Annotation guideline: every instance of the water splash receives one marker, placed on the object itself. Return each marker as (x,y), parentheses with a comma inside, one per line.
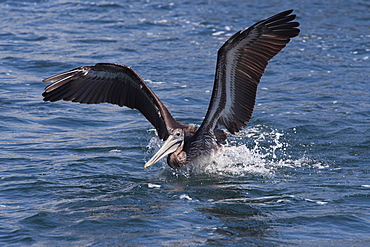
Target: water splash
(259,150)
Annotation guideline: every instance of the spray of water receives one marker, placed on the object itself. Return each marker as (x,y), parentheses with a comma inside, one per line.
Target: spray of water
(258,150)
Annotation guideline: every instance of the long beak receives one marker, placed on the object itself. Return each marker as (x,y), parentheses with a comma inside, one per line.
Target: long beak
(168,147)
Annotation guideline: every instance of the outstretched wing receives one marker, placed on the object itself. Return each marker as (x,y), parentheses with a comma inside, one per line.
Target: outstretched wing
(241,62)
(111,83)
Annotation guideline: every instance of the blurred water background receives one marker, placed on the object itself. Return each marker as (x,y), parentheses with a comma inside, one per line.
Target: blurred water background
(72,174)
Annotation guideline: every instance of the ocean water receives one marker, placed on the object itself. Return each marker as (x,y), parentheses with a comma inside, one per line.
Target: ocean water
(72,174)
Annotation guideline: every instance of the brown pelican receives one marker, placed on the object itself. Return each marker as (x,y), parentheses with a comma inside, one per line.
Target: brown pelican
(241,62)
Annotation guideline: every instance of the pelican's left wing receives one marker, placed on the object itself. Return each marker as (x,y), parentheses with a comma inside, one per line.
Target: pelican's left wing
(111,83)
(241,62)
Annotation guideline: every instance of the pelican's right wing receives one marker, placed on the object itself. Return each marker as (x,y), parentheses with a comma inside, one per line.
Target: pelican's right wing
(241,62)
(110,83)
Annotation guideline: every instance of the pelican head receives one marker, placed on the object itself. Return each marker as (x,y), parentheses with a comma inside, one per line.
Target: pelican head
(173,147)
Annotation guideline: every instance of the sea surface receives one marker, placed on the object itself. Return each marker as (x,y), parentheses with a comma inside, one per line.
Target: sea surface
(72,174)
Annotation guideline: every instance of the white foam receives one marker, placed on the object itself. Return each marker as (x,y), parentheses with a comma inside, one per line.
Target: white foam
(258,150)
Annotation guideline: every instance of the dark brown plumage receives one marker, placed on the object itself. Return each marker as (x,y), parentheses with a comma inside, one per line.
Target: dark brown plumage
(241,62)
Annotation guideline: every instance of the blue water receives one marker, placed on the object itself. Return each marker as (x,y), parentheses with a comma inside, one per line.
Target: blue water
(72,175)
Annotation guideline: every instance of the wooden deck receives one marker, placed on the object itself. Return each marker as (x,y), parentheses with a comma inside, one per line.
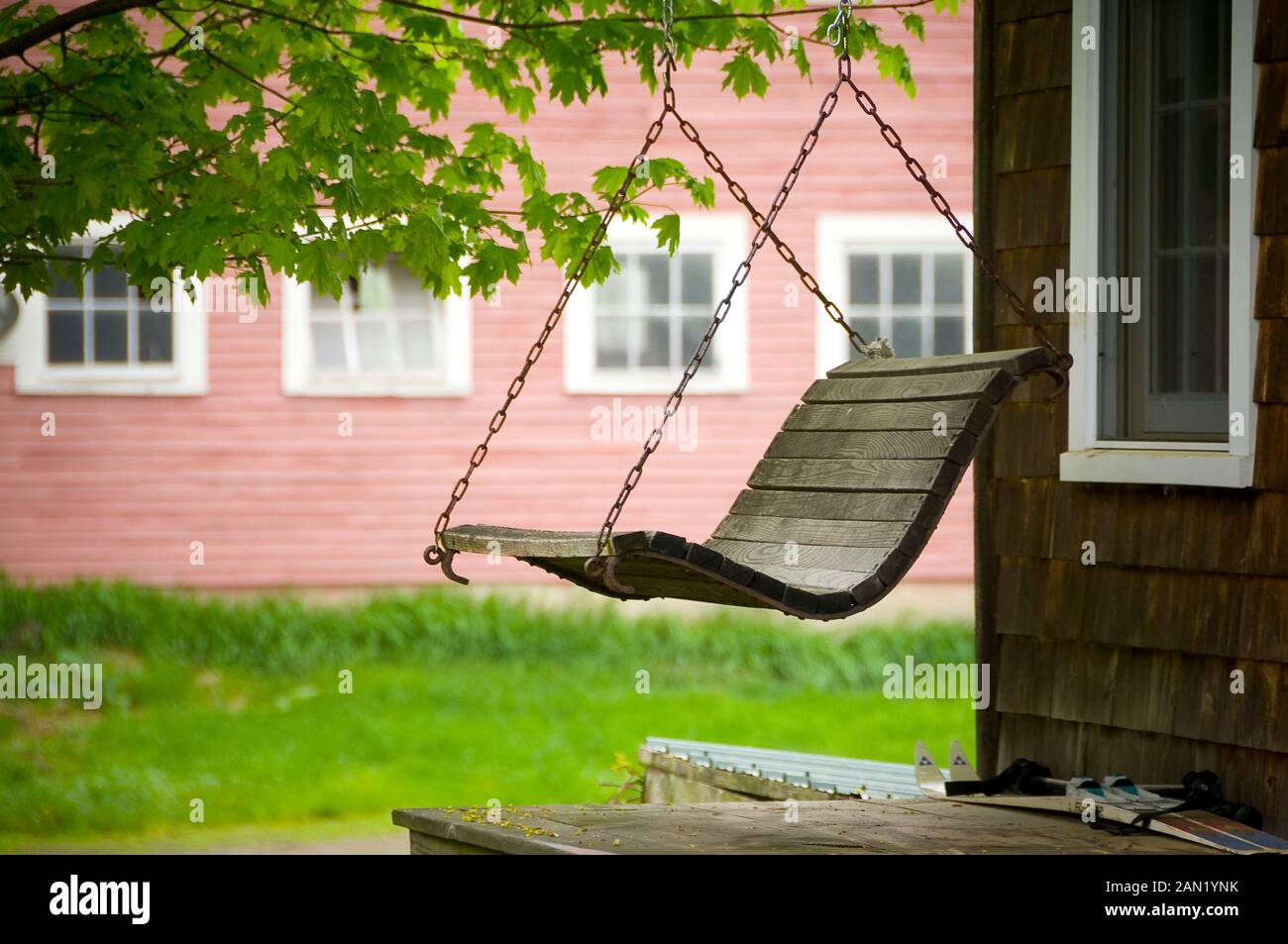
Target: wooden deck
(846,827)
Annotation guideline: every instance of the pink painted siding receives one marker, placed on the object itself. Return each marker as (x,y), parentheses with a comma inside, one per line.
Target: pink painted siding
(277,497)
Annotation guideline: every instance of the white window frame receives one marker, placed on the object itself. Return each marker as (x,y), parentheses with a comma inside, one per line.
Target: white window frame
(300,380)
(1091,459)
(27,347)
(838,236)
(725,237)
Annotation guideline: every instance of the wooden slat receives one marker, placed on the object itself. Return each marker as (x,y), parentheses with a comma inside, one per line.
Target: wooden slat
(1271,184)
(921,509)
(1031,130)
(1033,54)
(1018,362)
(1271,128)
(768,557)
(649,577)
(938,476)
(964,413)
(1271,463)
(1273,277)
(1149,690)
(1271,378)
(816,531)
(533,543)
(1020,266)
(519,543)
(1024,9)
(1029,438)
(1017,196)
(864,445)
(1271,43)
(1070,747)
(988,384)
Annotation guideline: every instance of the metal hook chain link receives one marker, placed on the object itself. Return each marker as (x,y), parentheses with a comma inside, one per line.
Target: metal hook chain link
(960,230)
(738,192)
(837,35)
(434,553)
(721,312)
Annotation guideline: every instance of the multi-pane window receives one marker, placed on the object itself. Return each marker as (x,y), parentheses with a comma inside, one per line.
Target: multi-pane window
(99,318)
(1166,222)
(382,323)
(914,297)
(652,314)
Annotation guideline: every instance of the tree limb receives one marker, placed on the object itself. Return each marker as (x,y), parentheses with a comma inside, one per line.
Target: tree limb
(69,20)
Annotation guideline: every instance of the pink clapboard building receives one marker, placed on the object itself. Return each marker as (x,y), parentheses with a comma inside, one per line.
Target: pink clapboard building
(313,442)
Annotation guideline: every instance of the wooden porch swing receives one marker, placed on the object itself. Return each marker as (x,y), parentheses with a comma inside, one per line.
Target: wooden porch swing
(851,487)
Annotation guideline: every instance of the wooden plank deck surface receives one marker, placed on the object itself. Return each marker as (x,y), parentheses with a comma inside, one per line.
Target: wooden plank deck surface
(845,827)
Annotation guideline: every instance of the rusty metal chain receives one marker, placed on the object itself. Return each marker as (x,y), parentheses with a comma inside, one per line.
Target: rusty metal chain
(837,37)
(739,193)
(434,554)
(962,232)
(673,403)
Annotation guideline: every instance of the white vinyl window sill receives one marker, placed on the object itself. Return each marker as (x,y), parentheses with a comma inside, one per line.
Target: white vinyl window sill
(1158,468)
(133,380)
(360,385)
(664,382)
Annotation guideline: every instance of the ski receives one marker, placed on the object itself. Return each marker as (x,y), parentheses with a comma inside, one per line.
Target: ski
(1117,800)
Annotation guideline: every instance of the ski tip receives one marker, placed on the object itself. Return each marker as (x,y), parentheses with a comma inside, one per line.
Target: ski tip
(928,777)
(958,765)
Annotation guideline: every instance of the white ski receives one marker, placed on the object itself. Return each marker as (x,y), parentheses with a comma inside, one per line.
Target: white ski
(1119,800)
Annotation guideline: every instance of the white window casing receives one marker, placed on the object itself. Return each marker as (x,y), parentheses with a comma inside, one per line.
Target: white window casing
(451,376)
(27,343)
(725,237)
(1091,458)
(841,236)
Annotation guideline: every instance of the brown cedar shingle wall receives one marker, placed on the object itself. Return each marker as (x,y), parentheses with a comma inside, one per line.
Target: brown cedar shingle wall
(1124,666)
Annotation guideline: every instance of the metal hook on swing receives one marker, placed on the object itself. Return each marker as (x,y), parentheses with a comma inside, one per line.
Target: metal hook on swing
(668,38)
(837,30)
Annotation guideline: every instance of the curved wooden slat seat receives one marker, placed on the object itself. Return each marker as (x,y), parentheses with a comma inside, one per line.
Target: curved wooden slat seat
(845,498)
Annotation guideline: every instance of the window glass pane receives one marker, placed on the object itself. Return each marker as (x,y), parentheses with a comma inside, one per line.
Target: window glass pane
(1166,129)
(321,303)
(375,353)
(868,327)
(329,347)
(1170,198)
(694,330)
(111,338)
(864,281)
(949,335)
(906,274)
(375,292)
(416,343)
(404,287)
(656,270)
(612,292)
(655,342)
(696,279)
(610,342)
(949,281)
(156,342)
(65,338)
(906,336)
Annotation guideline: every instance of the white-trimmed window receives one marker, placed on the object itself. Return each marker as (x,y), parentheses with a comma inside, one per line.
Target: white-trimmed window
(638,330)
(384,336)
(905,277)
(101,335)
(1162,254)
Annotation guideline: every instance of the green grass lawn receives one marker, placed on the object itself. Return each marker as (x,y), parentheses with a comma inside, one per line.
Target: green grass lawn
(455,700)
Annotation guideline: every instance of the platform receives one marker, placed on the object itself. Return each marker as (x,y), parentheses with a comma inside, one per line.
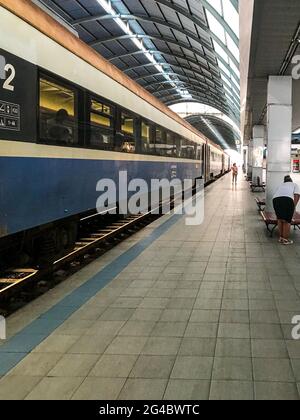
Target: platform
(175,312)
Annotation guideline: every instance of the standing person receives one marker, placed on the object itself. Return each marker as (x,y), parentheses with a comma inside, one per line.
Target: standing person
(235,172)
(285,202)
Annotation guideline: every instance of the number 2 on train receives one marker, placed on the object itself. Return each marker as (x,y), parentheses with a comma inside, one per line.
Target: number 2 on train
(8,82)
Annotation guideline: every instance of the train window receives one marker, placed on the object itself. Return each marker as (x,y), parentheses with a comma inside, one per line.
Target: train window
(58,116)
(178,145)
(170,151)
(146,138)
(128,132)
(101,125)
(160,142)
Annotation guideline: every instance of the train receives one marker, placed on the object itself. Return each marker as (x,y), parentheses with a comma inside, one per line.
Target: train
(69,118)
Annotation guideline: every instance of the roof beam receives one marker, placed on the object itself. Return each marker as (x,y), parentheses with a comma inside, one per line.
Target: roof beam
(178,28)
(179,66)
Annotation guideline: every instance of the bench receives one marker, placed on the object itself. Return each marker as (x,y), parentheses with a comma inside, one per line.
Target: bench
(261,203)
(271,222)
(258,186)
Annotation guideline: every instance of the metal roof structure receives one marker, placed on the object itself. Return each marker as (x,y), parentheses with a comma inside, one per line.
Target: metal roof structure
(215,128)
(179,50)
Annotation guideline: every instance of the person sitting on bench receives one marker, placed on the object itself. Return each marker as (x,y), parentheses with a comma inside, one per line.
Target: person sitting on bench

→ **Requirement**
Copy every line above that holds the word "sitting".

→ **Response box**
Annotation guideline: every instance of the person sitting on bench receives one marker, placed on the object itself. Return each marker as (x,y), parentheses with a comma inside, one per line.
Target: person sitting on bench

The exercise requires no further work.